### Exercise requirements:
Edit the FMLA ruling summary from "In the recent" up to and including "return from leave.", replacing "employee handbook" with "staff manual", and give that part again.

### Page extract:
The Seventh Circuit Court of Appeals recently issued a ruling relevant to employers with multiple worksites and employers who are considering multiple worksites, including telecommuting and other off-site employment arrangements. In the ruling, the court held that an employee who was not eligible for FMLA leave might nonetheless have a common law right under state law to the equivalent of FMLA. How did this happen? How can you prevent a similar issue?
Under the FMLA, an “eligible employee” is an employee of a covered employer who (i) has been employed by the employer for at least 12 months, (ii) has been employed for at least 1250 hours of service during the 12 months immediately preceding the commencement of the leave, and (iii) is employed at a worksite where 50 or more employees are employed by the employer within 75 miles of that worksite (sometimes referred to as the “50/75 rule” or “50/75 exception”).
In the recent case, the plaintiff worked at a facility that employed fewer than 50 employees. Moreover, the employer did not employ 50 or more employees within 75 miles of the plaintiff’s worksite. As a result, the plaintiff was not eligible for FMLA under the FMLA’s “50/75 exception.”
The plaintiff went on leave after undergoing surgery. The company sent plaintiff a standard letter explaining the company’s general FMLA policy. The employee handbook also set forth the company’s FMLA policy in detail. Unfortunately, these communications stated that the company’s FMLA policy applied to “all employees,” and did not list an exception for employees of the company who worked at sites that did not satisfy the “50/75 exception.” The plaintiff was terminated upon return from leave because he would not accept a different (non-equivalent) position upon return from leave.
The plaintiff sued claiming he had been denied the right to reinstatement to the same position or and equivalent position upon return from leave as afforded by the FMLA.

### Data for analysis:
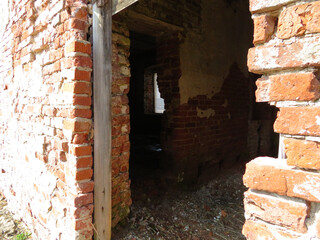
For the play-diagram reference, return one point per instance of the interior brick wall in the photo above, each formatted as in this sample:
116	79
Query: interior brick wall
46	130
121	195
283	197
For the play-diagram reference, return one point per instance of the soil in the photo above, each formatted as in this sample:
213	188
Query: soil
214	211
10	227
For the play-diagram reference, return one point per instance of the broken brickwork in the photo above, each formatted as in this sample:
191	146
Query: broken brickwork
46	130
283	199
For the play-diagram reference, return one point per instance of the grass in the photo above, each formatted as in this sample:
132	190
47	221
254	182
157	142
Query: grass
22	236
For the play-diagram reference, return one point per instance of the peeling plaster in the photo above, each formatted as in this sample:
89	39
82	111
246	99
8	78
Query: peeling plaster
205	113
207	57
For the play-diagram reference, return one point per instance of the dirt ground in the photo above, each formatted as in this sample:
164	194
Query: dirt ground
214	211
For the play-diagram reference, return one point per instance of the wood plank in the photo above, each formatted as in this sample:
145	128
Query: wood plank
154	27
102	35
118	5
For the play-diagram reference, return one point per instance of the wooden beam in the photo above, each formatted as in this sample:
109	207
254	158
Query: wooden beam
102	77
118	5
143	24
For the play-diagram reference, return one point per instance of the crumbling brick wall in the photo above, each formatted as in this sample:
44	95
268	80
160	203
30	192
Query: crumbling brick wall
204	125
283	199
121	196
46	152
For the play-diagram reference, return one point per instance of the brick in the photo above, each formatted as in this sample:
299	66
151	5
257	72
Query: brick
82	212
284	212
298	20
81	100
288	87
264	26
298	121
303	52
81	150
262	5
302	153
274	175
77	61
84	162
79	46
83	199
84	174
80	13
77	88
75	23
80	138
254	230
83	113
85	187
76	126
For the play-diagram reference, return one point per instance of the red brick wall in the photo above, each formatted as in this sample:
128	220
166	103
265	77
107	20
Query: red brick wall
46	134
121	196
283	199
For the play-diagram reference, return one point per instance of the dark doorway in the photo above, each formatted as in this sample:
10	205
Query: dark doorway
145	123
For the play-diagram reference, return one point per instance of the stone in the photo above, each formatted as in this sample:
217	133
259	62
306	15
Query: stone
302	153
275	176
254	230
298	121
299	20
288	87
284	212
263	28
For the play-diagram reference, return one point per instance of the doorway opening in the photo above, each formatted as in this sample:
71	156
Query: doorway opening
146	112
194	54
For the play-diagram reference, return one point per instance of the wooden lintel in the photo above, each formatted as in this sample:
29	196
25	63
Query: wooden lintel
118	5
141	23
102	77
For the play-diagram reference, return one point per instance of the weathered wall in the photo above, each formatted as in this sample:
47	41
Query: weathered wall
45	140
283	199
214	91
121	196
203	79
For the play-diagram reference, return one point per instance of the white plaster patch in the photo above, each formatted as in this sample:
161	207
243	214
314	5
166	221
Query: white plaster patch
318	120
205	113
311	185
263	4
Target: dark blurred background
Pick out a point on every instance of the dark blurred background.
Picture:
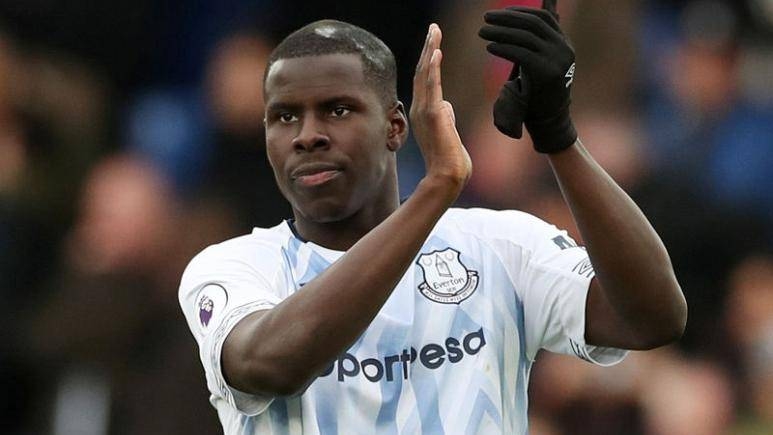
(131, 138)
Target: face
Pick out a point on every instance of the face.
(329, 139)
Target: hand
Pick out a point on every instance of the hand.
(434, 123)
(533, 38)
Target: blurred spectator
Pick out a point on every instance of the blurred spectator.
(109, 338)
(749, 319)
(704, 134)
(239, 173)
(688, 398)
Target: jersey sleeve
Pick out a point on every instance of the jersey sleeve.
(218, 289)
(551, 275)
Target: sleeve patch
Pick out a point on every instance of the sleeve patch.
(210, 303)
(584, 268)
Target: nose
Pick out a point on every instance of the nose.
(311, 135)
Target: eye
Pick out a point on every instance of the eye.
(287, 117)
(340, 111)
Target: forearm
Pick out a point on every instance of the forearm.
(301, 336)
(631, 262)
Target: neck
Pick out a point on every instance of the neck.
(342, 234)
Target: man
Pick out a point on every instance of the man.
(364, 315)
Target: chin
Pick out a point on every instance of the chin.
(325, 211)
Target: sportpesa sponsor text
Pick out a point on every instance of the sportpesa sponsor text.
(431, 356)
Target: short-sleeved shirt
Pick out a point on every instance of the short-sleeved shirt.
(449, 352)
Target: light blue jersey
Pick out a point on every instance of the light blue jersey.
(450, 351)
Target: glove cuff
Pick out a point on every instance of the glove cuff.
(554, 134)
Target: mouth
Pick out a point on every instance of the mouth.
(315, 174)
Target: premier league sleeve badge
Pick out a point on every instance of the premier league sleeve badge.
(446, 279)
(210, 302)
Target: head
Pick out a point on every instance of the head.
(333, 122)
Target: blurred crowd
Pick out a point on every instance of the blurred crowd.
(131, 137)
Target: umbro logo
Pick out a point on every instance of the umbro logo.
(570, 76)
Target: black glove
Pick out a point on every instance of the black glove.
(532, 38)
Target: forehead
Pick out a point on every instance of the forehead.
(314, 74)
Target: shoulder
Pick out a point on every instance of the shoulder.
(488, 223)
(260, 250)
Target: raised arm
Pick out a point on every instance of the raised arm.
(280, 351)
(635, 301)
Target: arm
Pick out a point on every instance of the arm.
(280, 351)
(635, 301)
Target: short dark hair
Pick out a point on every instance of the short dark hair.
(337, 37)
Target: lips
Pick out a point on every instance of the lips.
(315, 174)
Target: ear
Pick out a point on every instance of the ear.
(398, 127)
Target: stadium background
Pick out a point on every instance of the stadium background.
(131, 137)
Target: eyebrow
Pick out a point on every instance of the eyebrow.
(327, 102)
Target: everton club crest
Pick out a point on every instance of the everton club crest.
(446, 279)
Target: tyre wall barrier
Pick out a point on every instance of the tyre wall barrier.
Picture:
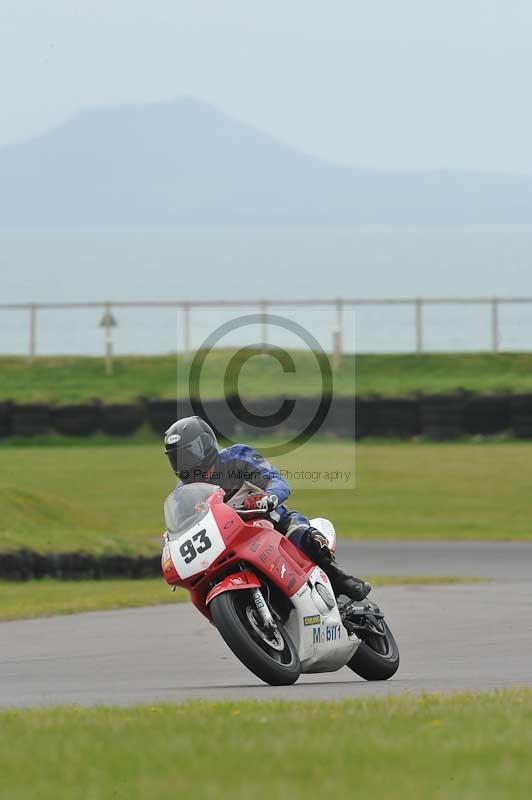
(23, 565)
(441, 416)
(30, 419)
(438, 417)
(395, 416)
(81, 420)
(161, 413)
(486, 415)
(119, 419)
(521, 416)
(5, 420)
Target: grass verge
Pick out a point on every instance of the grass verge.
(436, 747)
(45, 598)
(109, 498)
(77, 379)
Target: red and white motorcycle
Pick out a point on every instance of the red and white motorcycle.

### Solved problem:
In the recent case, the plaintiff worked at a facility that employed fewer than 50 employees. Moreover, the employer did not employ 50 or more employees within 75 miles of the plaintiff’s worksite. As a result, the plaintiff was not eligible for FMLA under the FMLA’s “50/75 exception.”
The plaintiff went on leave after undergoing surgery. The company sent plaintiff a standard letter explaining the company’s general FMLA policy. The staff manual also set forth the company’s FMLA policy in detail. Unfortunately, these communications stated that the company’s FMLA policy applied to “all employees,” and did not list an exception for employees of the company who worked at sites that did not satisfy the “50/75 exception.” The plaintiff was terminated upon return from leave because he would not accept a different (non-equivalent) position upon return from leave.